BEGIN PASSAGE SHOWN

HONG KONG — China’s economy expanded at a slower-than-expected rate of 4.6% in the July-September quarter, the government said Friday.
The latest data show the world’s second largest economy slowing from 4.7% annual growth in the previous quarter and falling short of the official target of “about 5%” growth for 2024, a figure that analysts consider ambitious without more aggressive measures to spur consumer demand and spur a recovery in the ailing property sector.
In a statement, the National Bureau of Statistics said that the economy was “generally stable with steady progress” even in the face of a “complicated and severe external environment” and complicated domestic economic development.
The economy has remained sluggish despite the lifting of COVID-19 restrictions at the end of 2022. Consumer confidence is low and the real estate market remains a drag on the economy.
Chinese policymakers have in recent weeks announced a wave of measures aimed at boosting the economy, including reducing mortgage rates for existing homes and allowing banks to lend more by reducing reserve requirements.

END PASSAGE SHOWN
BEGIN SUPPLIED ENTRIES

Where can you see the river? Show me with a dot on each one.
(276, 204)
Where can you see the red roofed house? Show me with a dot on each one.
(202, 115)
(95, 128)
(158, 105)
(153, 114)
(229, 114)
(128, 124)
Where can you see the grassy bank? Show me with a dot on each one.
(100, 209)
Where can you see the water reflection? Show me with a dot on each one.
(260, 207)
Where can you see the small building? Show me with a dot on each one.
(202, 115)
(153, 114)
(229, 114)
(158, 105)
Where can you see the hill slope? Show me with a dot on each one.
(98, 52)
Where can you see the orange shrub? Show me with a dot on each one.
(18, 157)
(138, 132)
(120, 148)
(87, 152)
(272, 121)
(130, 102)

END SUPPLIED ENTRIES
BEGIN SUPPLIED ENTRIES

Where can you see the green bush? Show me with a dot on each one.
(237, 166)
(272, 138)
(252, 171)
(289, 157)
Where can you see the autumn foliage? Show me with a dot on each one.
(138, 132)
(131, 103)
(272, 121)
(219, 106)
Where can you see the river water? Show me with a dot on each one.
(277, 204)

END SUPPLIED ENTRIES
BEGIN SUPPLIED ENTRIES

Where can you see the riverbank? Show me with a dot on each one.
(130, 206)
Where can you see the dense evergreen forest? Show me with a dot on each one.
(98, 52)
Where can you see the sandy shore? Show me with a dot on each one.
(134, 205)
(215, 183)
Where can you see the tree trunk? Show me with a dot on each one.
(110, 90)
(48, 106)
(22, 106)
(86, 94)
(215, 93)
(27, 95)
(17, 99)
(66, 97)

END SUPPLIED ENTRIES

Extend the news report on China's 4.6% third-quarter growth, picking up after its last sentence about the new measures to boost the economy.

But Beijing has so far stopped short of unveiling major new stimulus plans that analysts and stock investors believe is needed to give the economy a major boost.
China’s growth rate in the first three quarters of the year was 4.8%. On a quarterly basis, the economy expanded 0.9% in the quarter that ended in September, up from 0.7% growth in the previous quarter.
For the first three quarters, China’s factory output rose 5.8%, while retail sales expanded 3.3% compared to the same period last year. However, property investment sank 10.1% and the value of new home sales plunged 22.7%, underscoring weakness in the housing sector.
Earlier this week, China reported its September exports slowed sharply, rising just 2.4% in dollar terms from a year earlier, down from 8.7% year-on-year growth in August. Imports were also weak, growing just 0.3% and missing estimates.